EXERCISE DIRECTIONS: Only the lines from the one with "Mark a dot on every instance of the chrome wire-spoke" onward are wanted, through the last line of the entries, set down exactly.

-- START OF EXTRACTED MATERIAL --

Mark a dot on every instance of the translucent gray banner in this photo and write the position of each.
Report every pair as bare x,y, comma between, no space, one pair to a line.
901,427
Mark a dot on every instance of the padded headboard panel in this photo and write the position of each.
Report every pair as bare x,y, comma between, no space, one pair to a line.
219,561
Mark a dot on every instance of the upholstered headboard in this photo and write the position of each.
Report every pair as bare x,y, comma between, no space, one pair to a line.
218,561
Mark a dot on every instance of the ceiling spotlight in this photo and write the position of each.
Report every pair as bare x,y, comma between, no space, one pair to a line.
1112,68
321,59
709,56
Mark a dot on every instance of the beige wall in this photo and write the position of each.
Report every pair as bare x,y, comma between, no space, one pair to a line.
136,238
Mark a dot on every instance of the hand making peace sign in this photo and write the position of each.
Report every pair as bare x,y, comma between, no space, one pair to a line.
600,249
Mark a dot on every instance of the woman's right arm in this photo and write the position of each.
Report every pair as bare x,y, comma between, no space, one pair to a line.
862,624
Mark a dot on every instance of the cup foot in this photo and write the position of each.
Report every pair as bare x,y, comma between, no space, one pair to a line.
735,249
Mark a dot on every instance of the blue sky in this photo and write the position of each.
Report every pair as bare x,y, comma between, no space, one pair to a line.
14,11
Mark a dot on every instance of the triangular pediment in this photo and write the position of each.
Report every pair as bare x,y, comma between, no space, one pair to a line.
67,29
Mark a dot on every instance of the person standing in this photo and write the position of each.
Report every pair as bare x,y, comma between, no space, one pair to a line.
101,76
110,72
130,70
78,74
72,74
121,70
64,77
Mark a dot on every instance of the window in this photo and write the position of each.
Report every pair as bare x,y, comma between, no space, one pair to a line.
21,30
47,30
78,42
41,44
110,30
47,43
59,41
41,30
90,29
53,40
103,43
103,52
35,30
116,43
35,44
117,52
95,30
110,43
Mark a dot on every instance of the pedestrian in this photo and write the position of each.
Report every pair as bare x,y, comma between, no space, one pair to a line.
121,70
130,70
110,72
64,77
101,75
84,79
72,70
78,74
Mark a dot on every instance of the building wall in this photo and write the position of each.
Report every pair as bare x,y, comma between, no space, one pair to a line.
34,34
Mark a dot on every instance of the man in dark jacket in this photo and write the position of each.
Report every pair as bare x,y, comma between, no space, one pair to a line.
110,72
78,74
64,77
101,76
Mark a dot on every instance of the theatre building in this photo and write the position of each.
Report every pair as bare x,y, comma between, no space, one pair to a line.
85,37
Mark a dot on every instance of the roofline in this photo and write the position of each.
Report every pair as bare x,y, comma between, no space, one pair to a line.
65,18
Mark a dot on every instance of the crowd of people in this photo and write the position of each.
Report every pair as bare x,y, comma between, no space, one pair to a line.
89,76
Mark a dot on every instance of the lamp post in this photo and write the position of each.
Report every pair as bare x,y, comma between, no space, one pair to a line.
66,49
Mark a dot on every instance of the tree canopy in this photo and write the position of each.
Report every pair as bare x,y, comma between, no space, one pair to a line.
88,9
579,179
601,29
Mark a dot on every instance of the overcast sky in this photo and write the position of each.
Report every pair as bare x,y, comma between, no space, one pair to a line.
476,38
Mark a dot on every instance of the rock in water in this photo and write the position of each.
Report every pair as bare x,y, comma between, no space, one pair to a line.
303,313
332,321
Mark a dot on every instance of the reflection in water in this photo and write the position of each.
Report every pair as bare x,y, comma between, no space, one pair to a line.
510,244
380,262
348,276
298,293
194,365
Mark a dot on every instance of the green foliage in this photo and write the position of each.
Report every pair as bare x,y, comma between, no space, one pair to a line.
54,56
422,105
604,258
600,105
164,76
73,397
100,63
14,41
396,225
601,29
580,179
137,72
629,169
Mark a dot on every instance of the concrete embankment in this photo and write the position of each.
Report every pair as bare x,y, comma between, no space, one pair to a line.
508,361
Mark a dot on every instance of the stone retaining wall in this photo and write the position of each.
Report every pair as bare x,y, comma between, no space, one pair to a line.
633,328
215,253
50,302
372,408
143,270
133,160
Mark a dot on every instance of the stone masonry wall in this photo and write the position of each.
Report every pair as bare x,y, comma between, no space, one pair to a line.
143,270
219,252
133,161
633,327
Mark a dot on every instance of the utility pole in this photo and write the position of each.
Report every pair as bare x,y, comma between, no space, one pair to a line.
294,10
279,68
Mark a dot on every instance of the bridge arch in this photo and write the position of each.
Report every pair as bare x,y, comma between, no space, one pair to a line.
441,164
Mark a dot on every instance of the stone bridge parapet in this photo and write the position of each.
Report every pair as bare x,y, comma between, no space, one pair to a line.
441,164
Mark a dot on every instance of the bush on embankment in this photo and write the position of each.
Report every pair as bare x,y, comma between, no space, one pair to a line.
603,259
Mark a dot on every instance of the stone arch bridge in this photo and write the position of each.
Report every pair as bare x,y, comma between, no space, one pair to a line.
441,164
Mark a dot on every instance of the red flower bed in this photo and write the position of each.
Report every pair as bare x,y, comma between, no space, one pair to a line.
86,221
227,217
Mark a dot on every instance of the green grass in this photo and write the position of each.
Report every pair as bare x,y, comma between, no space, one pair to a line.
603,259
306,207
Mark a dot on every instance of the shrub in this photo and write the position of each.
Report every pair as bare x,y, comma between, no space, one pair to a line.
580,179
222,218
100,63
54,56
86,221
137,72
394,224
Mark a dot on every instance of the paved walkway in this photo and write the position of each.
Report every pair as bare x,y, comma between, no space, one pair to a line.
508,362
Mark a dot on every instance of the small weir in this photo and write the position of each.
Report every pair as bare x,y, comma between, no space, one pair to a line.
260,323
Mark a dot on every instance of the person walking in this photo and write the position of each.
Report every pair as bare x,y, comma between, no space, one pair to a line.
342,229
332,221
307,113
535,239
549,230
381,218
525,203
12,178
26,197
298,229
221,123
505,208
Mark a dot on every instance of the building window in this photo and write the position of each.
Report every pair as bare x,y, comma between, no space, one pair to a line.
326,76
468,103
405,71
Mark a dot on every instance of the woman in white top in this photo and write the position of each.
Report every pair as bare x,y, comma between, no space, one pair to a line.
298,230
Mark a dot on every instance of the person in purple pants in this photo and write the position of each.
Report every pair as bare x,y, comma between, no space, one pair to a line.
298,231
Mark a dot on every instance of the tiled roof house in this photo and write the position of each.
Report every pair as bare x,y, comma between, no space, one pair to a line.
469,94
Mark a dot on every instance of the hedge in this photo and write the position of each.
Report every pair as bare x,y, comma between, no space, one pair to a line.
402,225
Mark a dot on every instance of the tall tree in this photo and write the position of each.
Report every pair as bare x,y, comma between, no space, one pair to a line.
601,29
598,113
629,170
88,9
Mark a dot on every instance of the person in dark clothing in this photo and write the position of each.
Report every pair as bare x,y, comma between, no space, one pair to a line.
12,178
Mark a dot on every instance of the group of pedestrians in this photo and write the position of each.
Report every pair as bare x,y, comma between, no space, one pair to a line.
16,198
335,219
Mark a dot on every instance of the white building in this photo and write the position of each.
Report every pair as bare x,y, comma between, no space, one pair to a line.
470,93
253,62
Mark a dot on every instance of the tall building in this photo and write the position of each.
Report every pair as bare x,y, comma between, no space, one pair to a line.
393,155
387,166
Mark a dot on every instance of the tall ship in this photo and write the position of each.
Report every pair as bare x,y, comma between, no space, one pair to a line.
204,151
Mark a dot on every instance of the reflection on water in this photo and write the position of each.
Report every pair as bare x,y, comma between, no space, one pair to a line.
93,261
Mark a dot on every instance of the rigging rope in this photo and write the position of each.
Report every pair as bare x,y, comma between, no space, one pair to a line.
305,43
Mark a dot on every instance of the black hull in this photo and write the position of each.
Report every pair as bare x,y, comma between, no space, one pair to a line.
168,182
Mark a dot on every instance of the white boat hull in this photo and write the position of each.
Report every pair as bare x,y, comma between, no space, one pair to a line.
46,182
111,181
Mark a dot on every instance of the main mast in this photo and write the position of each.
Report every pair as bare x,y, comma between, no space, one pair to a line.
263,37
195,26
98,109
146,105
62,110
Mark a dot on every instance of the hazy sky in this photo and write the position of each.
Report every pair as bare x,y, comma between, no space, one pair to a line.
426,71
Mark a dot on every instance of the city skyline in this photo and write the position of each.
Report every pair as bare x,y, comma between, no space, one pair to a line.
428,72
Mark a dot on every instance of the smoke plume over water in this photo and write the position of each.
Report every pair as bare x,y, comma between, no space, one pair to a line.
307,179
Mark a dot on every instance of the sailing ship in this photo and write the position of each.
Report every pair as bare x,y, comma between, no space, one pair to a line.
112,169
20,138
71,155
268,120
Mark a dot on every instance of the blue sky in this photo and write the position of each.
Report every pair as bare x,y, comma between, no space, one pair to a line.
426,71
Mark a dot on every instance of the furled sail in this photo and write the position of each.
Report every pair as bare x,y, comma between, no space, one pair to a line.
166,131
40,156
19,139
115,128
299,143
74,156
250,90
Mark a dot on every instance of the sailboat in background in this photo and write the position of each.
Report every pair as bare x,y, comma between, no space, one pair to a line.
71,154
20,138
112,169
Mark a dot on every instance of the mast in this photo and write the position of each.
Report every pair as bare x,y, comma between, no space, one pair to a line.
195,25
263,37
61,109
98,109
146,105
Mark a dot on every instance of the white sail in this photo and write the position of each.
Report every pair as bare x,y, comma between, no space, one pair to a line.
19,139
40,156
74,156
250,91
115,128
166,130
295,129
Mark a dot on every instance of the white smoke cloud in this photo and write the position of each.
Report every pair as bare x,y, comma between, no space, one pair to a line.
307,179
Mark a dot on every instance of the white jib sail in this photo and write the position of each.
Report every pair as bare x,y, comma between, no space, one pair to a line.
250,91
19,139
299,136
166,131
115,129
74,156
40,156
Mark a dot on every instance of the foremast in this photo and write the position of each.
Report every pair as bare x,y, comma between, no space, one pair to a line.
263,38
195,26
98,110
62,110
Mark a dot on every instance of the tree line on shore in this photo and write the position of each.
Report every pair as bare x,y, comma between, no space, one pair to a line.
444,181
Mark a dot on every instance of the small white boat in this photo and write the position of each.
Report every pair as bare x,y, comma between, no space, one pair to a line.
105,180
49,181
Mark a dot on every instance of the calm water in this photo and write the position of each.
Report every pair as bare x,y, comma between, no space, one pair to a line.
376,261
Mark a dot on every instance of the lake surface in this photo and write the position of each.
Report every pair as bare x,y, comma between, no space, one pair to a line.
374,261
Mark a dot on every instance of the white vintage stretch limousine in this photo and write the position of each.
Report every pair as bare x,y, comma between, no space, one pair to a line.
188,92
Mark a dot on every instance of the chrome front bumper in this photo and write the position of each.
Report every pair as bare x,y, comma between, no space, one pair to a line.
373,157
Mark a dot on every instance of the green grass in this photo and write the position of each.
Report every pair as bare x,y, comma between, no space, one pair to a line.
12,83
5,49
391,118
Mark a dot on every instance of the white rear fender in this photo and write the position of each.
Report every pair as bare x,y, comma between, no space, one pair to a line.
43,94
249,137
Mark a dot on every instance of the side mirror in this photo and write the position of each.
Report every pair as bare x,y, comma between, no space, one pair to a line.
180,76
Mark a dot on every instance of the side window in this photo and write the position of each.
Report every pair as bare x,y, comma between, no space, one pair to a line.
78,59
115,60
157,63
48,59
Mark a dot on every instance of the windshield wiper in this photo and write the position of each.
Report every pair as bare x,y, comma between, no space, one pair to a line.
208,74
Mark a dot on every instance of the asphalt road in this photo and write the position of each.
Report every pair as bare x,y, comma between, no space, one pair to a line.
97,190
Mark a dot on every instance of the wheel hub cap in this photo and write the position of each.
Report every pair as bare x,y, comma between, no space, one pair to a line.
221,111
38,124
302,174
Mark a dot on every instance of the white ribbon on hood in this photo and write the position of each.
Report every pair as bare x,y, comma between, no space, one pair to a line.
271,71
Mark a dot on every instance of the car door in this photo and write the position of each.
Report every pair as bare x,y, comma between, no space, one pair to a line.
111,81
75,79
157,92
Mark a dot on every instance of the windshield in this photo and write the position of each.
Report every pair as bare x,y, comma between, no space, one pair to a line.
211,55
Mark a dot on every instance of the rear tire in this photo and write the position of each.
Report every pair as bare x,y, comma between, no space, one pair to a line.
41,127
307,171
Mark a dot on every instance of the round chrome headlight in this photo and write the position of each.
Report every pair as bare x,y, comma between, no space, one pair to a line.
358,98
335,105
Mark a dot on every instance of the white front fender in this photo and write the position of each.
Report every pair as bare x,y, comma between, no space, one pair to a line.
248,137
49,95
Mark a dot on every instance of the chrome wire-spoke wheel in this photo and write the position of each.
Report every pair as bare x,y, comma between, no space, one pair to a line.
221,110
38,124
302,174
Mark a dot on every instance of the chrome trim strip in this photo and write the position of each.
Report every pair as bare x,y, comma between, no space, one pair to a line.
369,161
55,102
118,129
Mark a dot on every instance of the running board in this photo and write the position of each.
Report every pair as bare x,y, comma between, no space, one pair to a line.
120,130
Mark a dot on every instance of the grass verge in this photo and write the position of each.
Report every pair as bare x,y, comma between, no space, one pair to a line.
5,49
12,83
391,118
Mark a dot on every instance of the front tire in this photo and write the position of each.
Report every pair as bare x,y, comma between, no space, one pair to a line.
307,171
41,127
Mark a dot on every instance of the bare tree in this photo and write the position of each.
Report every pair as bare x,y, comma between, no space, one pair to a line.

-- END OF EXTRACTED MATERIAL --

RESULT BELOW:
Mark a dot on every instance of the chrome wire-spoke wheel in this photo and write the position of each.
Report every pair as bare x,y, comma between, no space, one pair to a line.
221,110
38,124
302,174
Mark a dot on every instance of the chrome trim strip in this photo and write the position of each.
Report every pair as bare x,y, comma between, no space, one pair to a line.
369,161
55,102
118,129
Mark a dot on every instance of the running board in this photo and write the position of each.
Report every pair as bare x,y, comma between, no space, one pair to a line.
120,130
Mark a dot on every instance of the grass verge in this photo and write the position of each.
Report every pair as bare x,y, comma between, no space, one pair to a line.
5,49
12,83
391,118
Mark a dot on every instance of the front tire in this photo and write the position of each.
Report every pair as bare x,y, comma between, no space, one pair to a line.
307,171
41,127
Mark a dot on every instance of the bare tree in this photo and write the position of each.
Report every pair as bare x,y, comma between, no space, one pair to a line.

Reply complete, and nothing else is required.